▶ _What is required_: Present every line of the data below as a Markdown table with the columns Row and Line, numbering the rows in order and leaving out blank lines.

============

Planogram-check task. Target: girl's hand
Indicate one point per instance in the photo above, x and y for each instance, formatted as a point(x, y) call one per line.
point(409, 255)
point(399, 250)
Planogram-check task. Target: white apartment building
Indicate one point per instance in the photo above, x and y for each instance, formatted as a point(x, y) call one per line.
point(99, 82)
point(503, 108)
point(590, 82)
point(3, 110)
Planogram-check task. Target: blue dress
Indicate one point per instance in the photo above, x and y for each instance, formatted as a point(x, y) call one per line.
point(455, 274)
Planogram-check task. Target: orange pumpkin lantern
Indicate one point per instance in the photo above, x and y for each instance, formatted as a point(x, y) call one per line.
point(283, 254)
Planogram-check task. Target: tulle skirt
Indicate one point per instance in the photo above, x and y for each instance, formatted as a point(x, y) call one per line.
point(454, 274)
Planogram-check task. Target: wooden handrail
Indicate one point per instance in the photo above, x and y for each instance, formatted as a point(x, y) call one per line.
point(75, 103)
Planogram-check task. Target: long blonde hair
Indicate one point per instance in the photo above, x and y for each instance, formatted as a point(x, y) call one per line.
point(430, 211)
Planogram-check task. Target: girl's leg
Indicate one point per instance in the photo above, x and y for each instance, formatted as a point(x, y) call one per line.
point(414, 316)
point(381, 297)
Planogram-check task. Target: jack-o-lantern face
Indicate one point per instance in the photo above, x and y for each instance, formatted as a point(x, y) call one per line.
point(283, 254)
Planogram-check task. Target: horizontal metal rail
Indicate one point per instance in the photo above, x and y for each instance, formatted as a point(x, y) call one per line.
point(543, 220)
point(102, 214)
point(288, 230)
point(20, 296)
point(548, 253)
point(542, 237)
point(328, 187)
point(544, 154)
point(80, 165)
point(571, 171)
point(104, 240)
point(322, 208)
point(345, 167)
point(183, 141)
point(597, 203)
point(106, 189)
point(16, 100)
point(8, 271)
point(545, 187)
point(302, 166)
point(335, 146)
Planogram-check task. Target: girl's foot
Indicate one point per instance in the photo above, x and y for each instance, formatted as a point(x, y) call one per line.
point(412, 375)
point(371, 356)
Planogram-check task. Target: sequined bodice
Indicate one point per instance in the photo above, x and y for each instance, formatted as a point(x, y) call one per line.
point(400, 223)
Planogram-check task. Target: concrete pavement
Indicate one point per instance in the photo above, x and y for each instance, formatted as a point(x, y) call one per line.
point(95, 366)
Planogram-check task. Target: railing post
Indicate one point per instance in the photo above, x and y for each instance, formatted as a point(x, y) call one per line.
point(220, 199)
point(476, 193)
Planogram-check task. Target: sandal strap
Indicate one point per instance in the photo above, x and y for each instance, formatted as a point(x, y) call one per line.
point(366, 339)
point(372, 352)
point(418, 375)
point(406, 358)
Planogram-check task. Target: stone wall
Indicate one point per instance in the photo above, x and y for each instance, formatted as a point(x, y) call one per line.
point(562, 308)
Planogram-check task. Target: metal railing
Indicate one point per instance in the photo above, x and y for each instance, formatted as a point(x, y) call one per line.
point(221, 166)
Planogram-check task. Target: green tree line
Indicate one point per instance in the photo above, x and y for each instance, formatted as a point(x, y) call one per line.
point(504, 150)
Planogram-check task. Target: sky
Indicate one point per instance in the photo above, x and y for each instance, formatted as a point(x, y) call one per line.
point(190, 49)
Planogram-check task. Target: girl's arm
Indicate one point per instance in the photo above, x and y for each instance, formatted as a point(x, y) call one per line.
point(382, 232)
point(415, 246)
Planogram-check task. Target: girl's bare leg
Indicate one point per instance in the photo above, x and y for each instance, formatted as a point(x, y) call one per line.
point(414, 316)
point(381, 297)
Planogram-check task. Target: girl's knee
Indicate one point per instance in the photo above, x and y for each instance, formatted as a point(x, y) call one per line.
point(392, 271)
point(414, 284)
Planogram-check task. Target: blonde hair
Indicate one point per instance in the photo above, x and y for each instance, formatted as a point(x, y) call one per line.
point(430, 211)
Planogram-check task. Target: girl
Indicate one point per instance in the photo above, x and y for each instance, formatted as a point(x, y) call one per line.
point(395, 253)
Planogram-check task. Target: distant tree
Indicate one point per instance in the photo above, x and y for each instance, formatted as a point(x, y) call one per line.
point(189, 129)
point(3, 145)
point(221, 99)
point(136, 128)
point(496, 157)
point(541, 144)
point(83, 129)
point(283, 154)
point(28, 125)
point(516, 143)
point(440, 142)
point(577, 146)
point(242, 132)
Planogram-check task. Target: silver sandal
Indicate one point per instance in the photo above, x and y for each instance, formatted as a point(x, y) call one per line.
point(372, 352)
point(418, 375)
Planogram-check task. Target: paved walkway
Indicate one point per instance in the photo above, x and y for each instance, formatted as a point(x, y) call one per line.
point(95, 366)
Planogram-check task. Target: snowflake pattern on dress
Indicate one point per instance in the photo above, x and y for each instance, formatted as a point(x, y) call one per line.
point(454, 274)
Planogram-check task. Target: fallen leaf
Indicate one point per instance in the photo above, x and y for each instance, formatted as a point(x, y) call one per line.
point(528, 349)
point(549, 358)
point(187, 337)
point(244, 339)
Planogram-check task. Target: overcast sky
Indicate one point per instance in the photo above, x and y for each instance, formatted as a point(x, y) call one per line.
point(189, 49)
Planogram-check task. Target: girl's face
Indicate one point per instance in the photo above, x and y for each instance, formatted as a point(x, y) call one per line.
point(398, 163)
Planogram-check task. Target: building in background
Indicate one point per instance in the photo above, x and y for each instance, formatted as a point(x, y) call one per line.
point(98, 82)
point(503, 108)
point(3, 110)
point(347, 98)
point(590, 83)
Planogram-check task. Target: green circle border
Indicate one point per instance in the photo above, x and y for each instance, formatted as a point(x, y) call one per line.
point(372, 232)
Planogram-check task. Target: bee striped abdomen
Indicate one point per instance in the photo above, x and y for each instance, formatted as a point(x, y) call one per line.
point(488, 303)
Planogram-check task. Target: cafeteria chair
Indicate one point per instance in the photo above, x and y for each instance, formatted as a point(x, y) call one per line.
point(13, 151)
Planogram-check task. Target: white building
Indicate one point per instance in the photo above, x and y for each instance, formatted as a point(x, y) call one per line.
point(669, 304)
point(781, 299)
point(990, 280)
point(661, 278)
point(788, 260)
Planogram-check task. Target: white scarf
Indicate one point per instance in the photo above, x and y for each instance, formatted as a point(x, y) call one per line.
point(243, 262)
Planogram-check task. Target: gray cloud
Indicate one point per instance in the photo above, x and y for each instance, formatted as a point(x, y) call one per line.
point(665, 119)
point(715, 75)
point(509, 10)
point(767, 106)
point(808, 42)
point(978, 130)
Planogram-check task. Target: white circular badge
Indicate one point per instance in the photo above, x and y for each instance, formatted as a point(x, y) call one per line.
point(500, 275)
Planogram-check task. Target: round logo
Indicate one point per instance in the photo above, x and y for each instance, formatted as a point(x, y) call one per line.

============

▶ _Complete answer_:
| Row | Line |
|---|---|
| 1 | Planogram-check task. Target: girl's hand |
| 2 | Indicate one point per instance in the photo above, x and y for each instance, formatted as a point(x, y) call one per line. |
| 3 | point(409, 255) |
| 4 | point(399, 250) |
| 5 | Planogram-check task. Target: white apartment building |
| 6 | Indicate one point per instance in the photo above, x and y for each instance, formatted as a point(x, y) call one per line. |
| 7 | point(99, 82) |
| 8 | point(503, 108) |
| 9 | point(590, 82) |
| 10 | point(3, 110) |
| 11 | Planogram-check task. Target: blue dress |
| 12 | Indicate one point per instance in the photo above, x and y for each instance, formatted as a point(x, y) call one per line. |
| 13 | point(455, 274) |
| 14 | Planogram-check task. Target: orange pumpkin lantern |
| 15 | Indicate one point per instance in the photo above, x and y for each instance, formatted as a point(x, y) call one per line. |
| 16 | point(283, 254) |
| 17 | Planogram-check task. Target: tulle skirt |
| 18 | Indicate one point per instance in the photo above, x and y for each instance, formatted as a point(x, y) call one per line. |
| 19 | point(454, 274) |
| 20 | Planogram-check task. Target: wooden handrail |
| 21 | Indicate one point per instance in the photo above, x and y for each instance, formatted as a point(x, y) call one per line. |
| 22 | point(75, 103) |
| 23 | Planogram-check task. Target: long blonde hair |
| 24 | Indicate one point per instance in the photo above, x and y for each instance, formatted as a point(x, y) call one per line. |
| 25 | point(430, 211) |
| 26 | Planogram-check task. Target: girl's leg |
| 27 | Indicate one point per instance in the photo above, x and y for each instance, formatted as a point(x, y) call one per line. |
| 28 | point(414, 316) |
| 29 | point(381, 297) |
| 30 | Planogram-check task. Target: jack-o-lantern face |
| 31 | Indicate one point per instance in the photo above, x and y for each instance, formatted as a point(x, y) call one per line. |
| 32 | point(283, 254) |
| 33 | Planogram-check task. Target: horizontal metal rail |
| 34 | Indicate one point per instance in the photo above, x and y for each instance, formatted as a point(x, y) call one per line. |
| 35 | point(543, 220) |
| 36 | point(102, 214) |
| 37 | point(288, 230) |
| 38 | point(20, 296) |
| 39 | point(548, 253) |
| 40 | point(542, 237) |
| 41 | point(328, 187) |
| 42 | point(544, 154) |
| 43 | point(80, 165) |
| 44 | point(571, 171) |
| 45 | point(104, 240) |
| 46 | point(322, 208) |
| 47 | point(345, 167) |
| 48 | point(183, 141) |
| 49 | point(597, 203) |
| 50 | point(106, 189) |
| 51 | point(16, 100) |
| 52 | point(8, 271) |
| 53 | point(545, 187) |
| 54 | point(302, 166) |
| 55 | point(335, 146) |
| 56 | Planogram-check task. Target: girl's foot |
| 57 | Indicate one point per instance in the photo above, x and y for each instance, formatted as a point(x, y) call one per line. |
| 58 | point(412, 375) |
| 59 | point(371, 356) |
| 60 | Planogram-check task. Target: sequined bodice |
| 61 | Indicate one point per instance in the photo above, x and y for each instance, formatted as a point(x, y) call one per line. |
| 62 | point(400, 223) |
| 63 | Planogram-check task. Target: concrete pavement |
| 64 | Indicate one point per instance in the photo above, x and y for each instance, formatted as a point(x, y) call one per line. |
| 65 | point(95, 366) |
| 66 | Planogram-check task. Target: railing post |
| 67 | Indicate one point per instance in the photo above, x and y for each instance, formatted as a point(x, y) call one per line. |
| 68 | point(220, 199) |
| 69 | point(476, 193) |
| 70 | Planogram-check task. Target: sandal strap |
| 71 | Indicate one point per instance in the photo above, x and y for each instance, formatted as a point(x, y) call one per line. |
| 72 | point(366, 339) |
| 73 | point(372, 352) |
| 74 | point(418, 375) |
| 75 | point(406, 358) |
| 76 | Planogram-check task. Target: stone wall |
| 77 | Indicate one point per instance in the photo above, x and y for each instance, formatted as a point(x, y) call one per line. |
| 78 | point(562, 308) |
| 79 | Planogram-check task. Target: metal railing |
| 80 | Indicate one point per instance in the photo above, x and y for each instance, formatted as a point(x, y) call one per line. |
| 81 | point(221, 166) |
| 82 | Planogram-check task. Target: green tree line |
| 83 | Indicate one point per instance in the photo above, x and y for each instance, formatted as a point(x, y) call one per line. |
| 84 | point(504, 150) |
| 85 | Planogram-check task. Target: sky |
| 86 | Indicate one point per instance in the photo above, x and y for each instance, formatted as a point(x, y) call one per line. |
| 87 | point(190, 49) |
| 88 | Planogram-check task. Target: girl's arm |
| 89 | Indicate one point per instance in the photo above, x and y for each instance, formatted as a point(x, y) call one per line. |
| 90 | point(382, 232) |
| 91 | point(415, 246) |
| 92 | Planogram-check task. Target: girl's bare leg |
| 93 | Indicate one point per instance in the photo above, x and y for each instance, formatted as a point(x, y) call one per line. |
| 94 | point(414, 316) |
| 95 | point(381, 297) |
| 96 | Planogram-check task. Target: girl's knee |
| 97 | Indicate one point per instance in the photo above, x and y for each instance, formatted as a point(x, y) call one per line. |
| 98 | point(392, 271) |
| 99 | point(414, 284) |
| 100 | Planogram-check task. Target: blonde hair |
| 101 | Indicate one point per instance in the photo above, x and y for each instance, formatted as a point(x, y) call one per line. |
| 102 | point(430, 211) |
| 103 | Planogram-check task. Target: girl |
| 104 | Indicate one point per instance in the photo above, x and y for each instance, formatted as a point(x, y) call one per line. |
| 105 | point(395, 253) |
| 106 | Planogram-check task. Target: distant tree |
| 107 | Indicate one point per instance in the photo above, x and y for each instance, formatted as a point(x, y) call one per line. |
| 108 | point(189, 129) |
| 109 | point(3, 145) |
| 110 | point(221, 99) |
| 111 | point(136, 128) |
| 112 | point(496, 157) |
| 113 | point(541, 144) |
| 114 | point(83, 129) |
| 115 | point(283, 154) |
| 116 | point(28, 125) |
| 117 | point(516, 143) |
| 118 | point(440, 142) |
| 119 | point(577, 146) |
| 120 | point(242, 132) |
| 121 | Planogram-check task. Target: silver sandal |
| 122 | Indicate one point per instance in the photo above, x and y for each instance, formatted as a point(x, y) call one per line. |
| 123 | point(372, 352) |
| 124 | point(418, 375) |
| 125 | Planogram-check task. Target: paved walkway |
| 126 | Indicate one point per instance in the photo above, x and y for each instance, formatted as a point(x, y) call one per line. |
| 127 | point(95, 366) |
| 128 | Planogram-check task. Target: snowflake pattern on dress |
| 129 | Indicate one point per instance in the photo above, x and y for each instance, formatted as a point(x, y) call one per line. |
| 130 | point(454, 274) |
| 131 | Planogram-check task. Target: fallen leaf |
| 132 | Indicate one point per instance in the photo above, x and y for each instance, formatted as a point(x, y) call one per line. |
| 133 | point(528, 349) |
| 134 | point(549, 358) |
| 135 | point(187, 337) |
| 136 | point(244, 339) |
| 137 | Planogram-check task. Target: overcast sky |
| 138 | Indicate one point per instance in the photo above, x and y for each instance, formatted as a point(x, y) call one per line. |
| 139 | point(189, 49) |
| 140 | Planogram-check task. Target: girl's face |
| 141 | Indicate one point per instance in the photo above, x and y for each instance, formatted as a point(x, y) call one per line. |
| 142 | point(398, 163) |
| 143 | Planogram-check task. Target: building in background |
| 144 | Indicate one point per instance in the photo above, x and y for each instance, formatted as a point(x, y) call one per line. |
| 145 | point(98, 82) |
| 146 | point(503, 108) |
| 147 | point(3, 110) |
| 148 | point(347, 98) |
| 149 | point(590, 83) |
| 150 | Planogram-check task. Target: green circle border |
| 151 | Indicate one point per instance in the photo above, x and y for each instance, formatted as a point(x, y) call one per line. |
| 152 | point(372, 232) |
| 153 | Planogram-check task. Target: bee striped abdomen |
| 154 | Indicate one point per instance in the photo above, x and y for each instance, formatted as a point(x, y) call one per line. |
| 155 | point(488, 303) |
| 156 | Planogram-check task. Target: cafeteria chair |
| 157 | Indicate one point per instance in the photo above, x and y for each instance, formatted as a point(x, y) call one per line. |
| 158 | point(13, 151) |
| 159 | Planogram-check task. Target: white building |
| 160 | Indicate one point per instance in the photo above, x and y for each instance, formatted as a point(x, y) call one per line. |
| 161 | point(669, 304) |
| 162 | point(781, 299) |
| 163 | point(990, 280) |
| 164 | point(661, 278) |
| 165 | point(788, 260) |
| 166 | Planogram-check task. Target: white scarf |
| 167 | Indicate one point per instance in the photo above, x and y for each instance, formatted as a point(x, y) call one per line. |
| 168 | point(243, 262) |
| 169 | Planogram-check task. Target: gray cloud |
| 170 | Indicate one point per instance in the photo above, x and y for each instance, formatted as a point(x, y) call one per line. |
| 171 | point(665, 119) |
| 172 | point(715, 75) |
| 173 | point(509, 10) |
| 174 | point(767, 106) |
| 175 | point(808, 42) |
| 176 | point(978, 130) |
| 177 | Planogram-check task. Target: white circular badge |
| 178 | Indicate one point per instance in the photo above, x and y for each instance, formatted as a point(x, y) call one per line. |
| 179 | point(500, 275) |
| 180 | Planogram-check task. Target: round logo |
| 181 | Indicate one point per instance in the photo above, x and y for each instance, formatted as a point(x, y) call one per line. |